The CMA was responding to Australia’s health products regulator, the Therapeutic Goods Administration’s proposal in raising its charges for the upcoming financial year starting from July 1.
The Therapeutic Goods Administration (TGA) has been recovering the costs of performing its regulatory duties from the industry over the years.
For the upcoming financial year, the TGA has set up three key proposals, including an increase to fees and charges by an indexation factor of 5.2 per cent, to which the CMA is agreement with.
However, the industry association is against two other proposals.
No to new building charges
First, the CMA is against the idea of having the industry cover half of the TGA’s new building and laboratory fit out costs.
Doing so will require the industry pay an additional 4.12 per cent to all annual charges, including manufacturing licences, medicines and biologicals annual charges.
The CMA believes that the government should be paying instead, adding that the additional charges were not made known to the industry prior to TGA’s relocation.
The regulator moved to the new building at Fairbairn, Canberra last year.
“CMA opposed an increase in charges to cover a loan made to the Department to support the move of the TGA building and laboratory to the Fairbairn site, emphasising that these costs should be paid by Government, and that this impact on industry charges had not been raised prior to the Department’s decision to move to the new site.”
The new facility is said to allow reconfiguration and efficiency in the laboratory spaces, in turn facilitating more efficient workflows for testing.
It is also said to be equipped with enhanced security for test samples, in turn improving the handling and tracking of products sent to TGA for analysis.
The additional payment is set at AUD$4.85 million (US$3.28m) annually to be paid to the landlord for 15 years.
The Department of Health and Aged Care, which TGA is a part of, has agreed to let TGA pay 70 per cent of the fees, with the remaining to be absorbed by the Department.
No to digital transformation charges
Second, the CMA disagrees with paying additional annual fees to support the regulator’s digital transformation and upgraded adverse event management system.
To support these initiatives, annual fees would be raised by 3.57 per cent for six financial years, with a 1.78 per cent increase imposed for the first and sixth financial years, while the years in between would see the full increase of 3.57 per cent.
The CMA is opposing the plan because the costs were covered by the regulator’s Special Account cash reserve – which was paid by the industry in the past.
The Adverse Event Management System costs AUD$2.2m, while the digital transformation system costs AUD$14.7m and is said to reduce regulatory burden and costs for businesses.
However, the CMA pointed out that such reductions were not confirmed for complementary medicine applicants or listed medicine users.
Furthermore, it argued that the transformation had not decreased regulatory burden and has in fact “largely made the TGA website and systems more difficult to use and find information”.
The TGA is still in the midst of collecting public feedback which closes on March 20.
The CMA has called on its members to provide feedback to it by March 15.

Things to do:
a. In the TGA charges article, by what indexation factor does the TGA propose to increase fees and charges?
b. Please copy the passage of the TGA charges article between "Doing so will" and "workflows for testing.", inclusive.

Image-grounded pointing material
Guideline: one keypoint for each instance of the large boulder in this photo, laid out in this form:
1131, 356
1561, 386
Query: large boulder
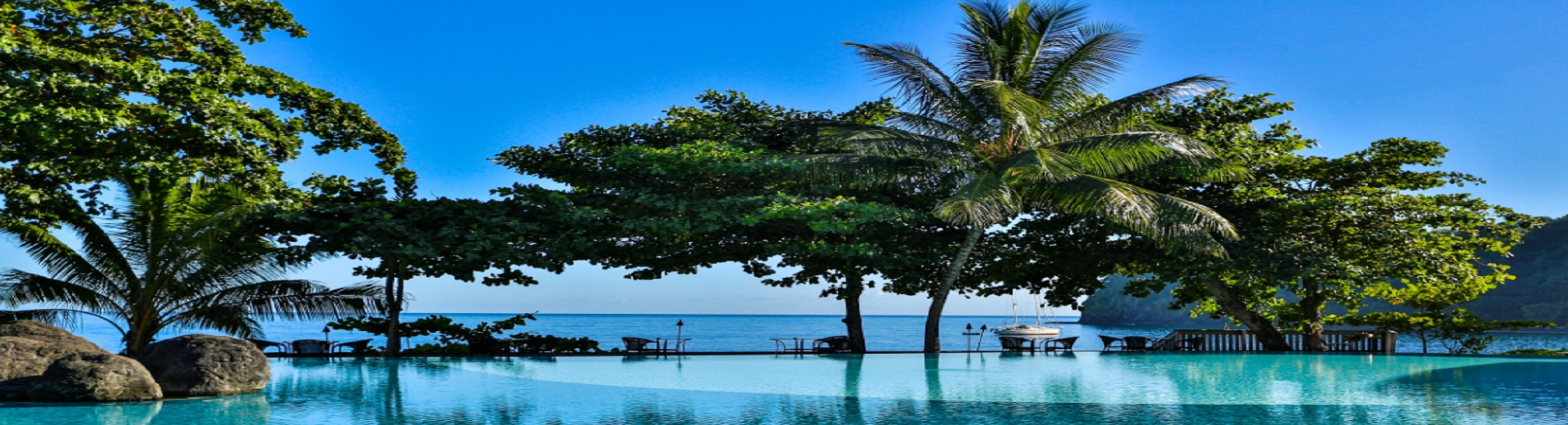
192, 366
95, 377
27, 348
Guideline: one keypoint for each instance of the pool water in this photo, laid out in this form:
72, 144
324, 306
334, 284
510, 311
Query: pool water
1084, 387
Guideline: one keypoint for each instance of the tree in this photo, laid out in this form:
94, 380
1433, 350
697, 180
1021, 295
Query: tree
709, 186
1322, 230
1433, 315
95, 90
1017, 131
180, 254
434, 237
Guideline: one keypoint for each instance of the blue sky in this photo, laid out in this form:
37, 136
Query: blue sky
465, 80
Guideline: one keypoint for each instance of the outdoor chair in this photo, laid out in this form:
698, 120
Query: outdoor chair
831, 344
639, 344
311, 347
1136, 344
1065, 344
1017, 344
269, 344
1349, 342
1192, 344
353, 346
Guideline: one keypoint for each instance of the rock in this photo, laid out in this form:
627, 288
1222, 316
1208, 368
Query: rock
95, 377
27, 348
192, 366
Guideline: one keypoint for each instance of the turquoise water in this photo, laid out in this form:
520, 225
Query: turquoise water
751, 333
1084, 387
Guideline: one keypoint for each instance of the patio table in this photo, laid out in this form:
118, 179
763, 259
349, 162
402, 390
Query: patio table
791, 344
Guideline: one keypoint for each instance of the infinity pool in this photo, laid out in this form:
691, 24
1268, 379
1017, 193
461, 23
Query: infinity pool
1084, 387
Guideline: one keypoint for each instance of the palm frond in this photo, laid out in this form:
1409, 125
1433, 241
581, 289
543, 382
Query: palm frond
1172, 221
987, 199
1090, 57
1117, 115
915, 78
20, 288
1126, 153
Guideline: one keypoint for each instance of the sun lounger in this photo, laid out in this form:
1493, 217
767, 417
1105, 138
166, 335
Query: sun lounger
1017, 344
353, 346
831, 344
1065, 344
639, 346
1136, 344
311, 347
269, 344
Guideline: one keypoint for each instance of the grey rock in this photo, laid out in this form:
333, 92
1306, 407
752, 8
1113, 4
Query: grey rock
192, 366
95, 377
27, 348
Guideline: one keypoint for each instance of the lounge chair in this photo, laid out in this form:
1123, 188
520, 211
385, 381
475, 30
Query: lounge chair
639, 346
311, 347
831, 344
1349, 342
1017, 344
1065, 344
269, 344
353, 346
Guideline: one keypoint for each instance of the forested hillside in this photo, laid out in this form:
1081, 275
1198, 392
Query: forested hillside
1542, 288
1109, 306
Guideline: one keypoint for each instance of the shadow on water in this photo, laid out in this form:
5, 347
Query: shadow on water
242, 409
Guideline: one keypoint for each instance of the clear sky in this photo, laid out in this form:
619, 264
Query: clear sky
463, 80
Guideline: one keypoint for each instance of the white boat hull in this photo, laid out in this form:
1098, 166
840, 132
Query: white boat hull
1027, 331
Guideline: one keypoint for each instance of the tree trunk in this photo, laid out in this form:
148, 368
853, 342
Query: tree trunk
1266, 333
394, 311
852, 312
1313, 315
933, 317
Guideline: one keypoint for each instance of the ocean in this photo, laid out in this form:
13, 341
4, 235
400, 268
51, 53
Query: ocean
753, 333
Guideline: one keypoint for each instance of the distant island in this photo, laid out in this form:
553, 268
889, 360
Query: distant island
1109, 306
1539, 293
1542, 288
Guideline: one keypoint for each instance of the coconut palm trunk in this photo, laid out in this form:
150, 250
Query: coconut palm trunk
177, 256
1017, 129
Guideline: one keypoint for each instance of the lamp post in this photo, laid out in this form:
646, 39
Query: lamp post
679, 325
982, 338
969, 333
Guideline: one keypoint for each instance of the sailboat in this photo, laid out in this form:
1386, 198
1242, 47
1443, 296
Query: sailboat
1022, 329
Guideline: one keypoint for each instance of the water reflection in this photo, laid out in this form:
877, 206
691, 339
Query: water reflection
1087, 387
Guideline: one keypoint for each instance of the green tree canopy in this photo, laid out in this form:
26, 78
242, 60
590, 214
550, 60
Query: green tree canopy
1324, 230
709, 186
95, 90
177, 254
1017, 129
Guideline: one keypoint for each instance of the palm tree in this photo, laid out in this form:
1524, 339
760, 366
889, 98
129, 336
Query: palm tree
1017, 129
176, 256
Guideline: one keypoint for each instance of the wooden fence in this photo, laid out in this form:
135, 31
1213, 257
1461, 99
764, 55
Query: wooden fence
1247, 341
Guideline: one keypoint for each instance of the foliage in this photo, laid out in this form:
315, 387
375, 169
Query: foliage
710, 184
1111, 306
93, 92
1017, 129
1327, 230
458, 339
1535, 351
179, 254
1433, 317
1542, 288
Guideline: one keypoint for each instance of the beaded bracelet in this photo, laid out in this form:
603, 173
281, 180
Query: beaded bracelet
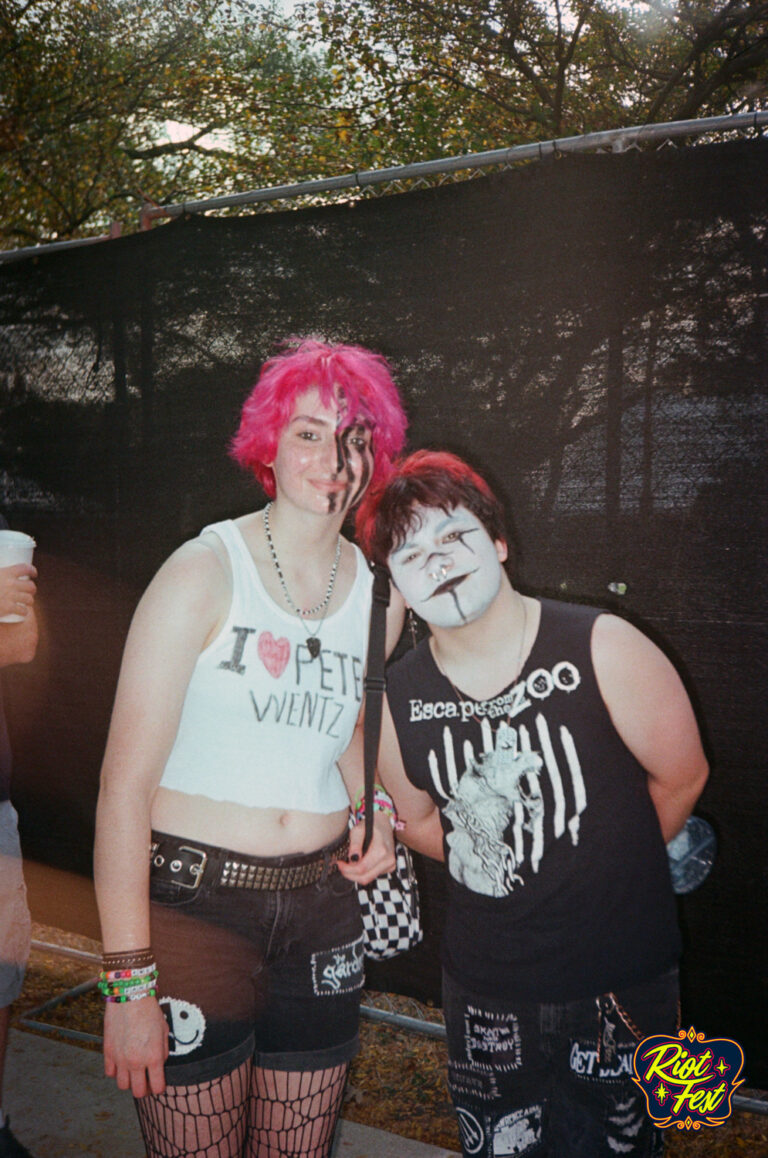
381, 803
129, 984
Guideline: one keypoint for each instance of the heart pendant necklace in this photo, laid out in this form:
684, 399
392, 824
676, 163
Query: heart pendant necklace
313, 638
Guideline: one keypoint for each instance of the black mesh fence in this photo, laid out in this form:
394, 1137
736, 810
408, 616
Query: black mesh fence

Results by task:
a. 5.2 per cent

b.
Doing so will require the industry pay an additional 4.12 per cent to all annual charges, including manufacturing licences, medicines and biologicals annual charges.
The CMA believes that the government should be paying instead, adding that the additional charges were not made known to the industry prior to TGA’s relocation.
The regulator moved to the new building at Fairbairn, Canberra last year.
“CMA opposed an increase in charges to cover a loan made to the Department to support the move of the TGA building and laboratory to the Fairbairn site, emphasising that these costs should be paid by Government, and that this impact on industry charges had not been raised prior to the Department’s decision to move to the new site.”
The new facility is said to allow reconfiguration and efficiency in the laboratory spaces, in turn facilitating more efficient workflows for testing.